[Directions for this task] Write the data out again, exactly as given.

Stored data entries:
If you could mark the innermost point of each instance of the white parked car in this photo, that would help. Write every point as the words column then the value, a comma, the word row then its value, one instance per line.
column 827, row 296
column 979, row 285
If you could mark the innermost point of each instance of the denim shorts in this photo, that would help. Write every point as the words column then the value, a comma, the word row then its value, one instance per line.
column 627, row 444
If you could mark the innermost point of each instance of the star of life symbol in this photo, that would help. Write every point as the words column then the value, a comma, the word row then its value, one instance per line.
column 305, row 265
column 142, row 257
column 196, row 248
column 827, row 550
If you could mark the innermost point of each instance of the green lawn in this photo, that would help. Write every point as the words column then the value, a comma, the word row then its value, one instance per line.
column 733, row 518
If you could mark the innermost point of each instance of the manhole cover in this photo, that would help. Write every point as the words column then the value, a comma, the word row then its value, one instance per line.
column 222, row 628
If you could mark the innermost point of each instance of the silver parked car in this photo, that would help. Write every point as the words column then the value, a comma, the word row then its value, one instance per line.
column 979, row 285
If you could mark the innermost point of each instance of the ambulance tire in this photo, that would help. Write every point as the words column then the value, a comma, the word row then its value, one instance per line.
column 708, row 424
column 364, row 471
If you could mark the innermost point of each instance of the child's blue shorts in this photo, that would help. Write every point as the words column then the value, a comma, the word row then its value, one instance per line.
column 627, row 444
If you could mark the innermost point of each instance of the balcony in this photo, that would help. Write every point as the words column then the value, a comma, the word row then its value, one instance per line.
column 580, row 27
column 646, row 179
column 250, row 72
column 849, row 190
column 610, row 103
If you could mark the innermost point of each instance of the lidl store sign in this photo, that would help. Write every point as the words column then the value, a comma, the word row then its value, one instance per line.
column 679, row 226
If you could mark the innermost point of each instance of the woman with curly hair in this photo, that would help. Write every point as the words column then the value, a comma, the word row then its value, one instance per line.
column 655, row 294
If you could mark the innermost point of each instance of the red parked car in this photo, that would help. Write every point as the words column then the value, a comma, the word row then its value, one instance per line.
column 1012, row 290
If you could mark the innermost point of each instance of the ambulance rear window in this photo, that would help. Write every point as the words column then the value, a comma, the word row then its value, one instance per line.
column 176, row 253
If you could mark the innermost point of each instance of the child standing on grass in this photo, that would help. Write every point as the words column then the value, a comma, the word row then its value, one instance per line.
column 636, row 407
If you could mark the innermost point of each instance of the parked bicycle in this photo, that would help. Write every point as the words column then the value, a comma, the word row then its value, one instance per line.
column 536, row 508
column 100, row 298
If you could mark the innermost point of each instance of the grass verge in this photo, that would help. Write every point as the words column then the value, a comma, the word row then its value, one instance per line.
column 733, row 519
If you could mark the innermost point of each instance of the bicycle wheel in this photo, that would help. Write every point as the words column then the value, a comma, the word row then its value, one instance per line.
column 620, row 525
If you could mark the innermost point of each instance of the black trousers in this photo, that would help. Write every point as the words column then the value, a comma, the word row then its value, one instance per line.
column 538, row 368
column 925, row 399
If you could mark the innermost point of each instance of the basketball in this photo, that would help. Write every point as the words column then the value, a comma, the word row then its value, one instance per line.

[Exercise output]
If you could mark the innermost point of each instance of the white parked car in this photo, that would help. Write every point as the words column then the value, a comma, the word row then its value, one instance per line.
column 827, row 296
column 979, row 285
If you could mark the innermost point of each instance of the denim shorts in this photo, that would help. Write every point as the words column then the value, a comma, the word row then its value, one instance per line.
column 627, row 444
If you could mark the innermost point of each instance of the star of life symbol in this photo, that would help. Write every point as the words column then the value, a comma, the word row then its value, one instance per line.
column 305, row 265
column 142, row 257
column 196, row 248
column 827, row 550
If you could mark the innermost point of each instance of the green lawn in this photo, that would help. Write every point as the words column then the value, a comma, the word row then its value, one instance per line.
column 733, row 518
If you could mark the innermost point of each instance of the manhole cover in this photo, that would help. Write every point as the words column then the value, a comma, the word row then its value, one instance per line.
column 222, row 628
If you could mark the innermost point of each instance of the silver parked car in this photo, that would help. Write every point as the words column then the value, a comma, the word row then its value, one instance per line.
column 979, row 285
If you could mark the innermost point of each instance of the ambulance tire in this photo, that would help. Write every point as the words column then the value, a comma, the word row then its value, one instance per line.
column 708, row 424
column 364, row 471
If you could mark the innermost point of each instance of the child's blue shorts in this photo, that would help. Write every point as the words column then the value, a comma, the word row then its value, one instance per line.
column 627, row 444
If you could mark the innermost point of each instance of the balcony in this photo, that would help. Write every point as the words column then the value, a comma, the word row then its value, one instance per line.
column 580, row 27
column 646, row 179
column 250, row 72
column 849, row 190
column 610, row 103
If you could mark the innermost point of each instance of the lidl store sign in this photo, that would help. Write every point as the words column then the value, a comma, the word row then its value, one instance per line.
column 679, row 226
If you could mark the innermost point of each instance of the woman with curly hair in this photo, that would help. Write every point as the words column then the value, a comma, the word row then its value, one instance per line.
column 655, row 294
If you could mark the innermost point of each instance of the red parked car in this photo, that would help. Write every point as the words column then the value, a comma, the word row then its value, one instance per line.
column 1012, row 290
If you could mark the innermost point of each instance of the ambulance rear window in this photo, that would help. Write every point as the words column then the value, a comma, the word row then its value, one instance per line.
column 176, row 253
If you could mark the innermost point of each instance of the child standing on grass in this photo, that would help. Write every point as the words column then the value, a comma, the word row then its value, one instance per line.
column 636, row 407
If you could mark the innermost point of each instance of the parked bicycle in this photo, that would help. Write every point as the words column then the value, a comma, the word row then its value, one instance per line.
column 536, row 508
column 100, row 298
If you could mark the innermost point of each instance of the grass verge in this photo, that would help. Write every point as the words column then the value, a comma, the word row then its value, one instance per line.
column 733, row 519
If you could mark the innermost point of each instance of the bicycle wheel in this photo, that would help. Write every point as the words column then the value, a comma, the word row then its value, one instance per line.
column 620, row 525
If you could mark the innermost point of each instance of the black trousers in this photo, that would help. Write every point as the words column then the value, a comma, the word row then its value, one instance per line.
column 538, row 368
column 925, row 399
If you could mark the innermost point of each instance of the basketball in this photo, that would help. Write every point as the words column then the value, a comma, the word row then its value, one instance per line.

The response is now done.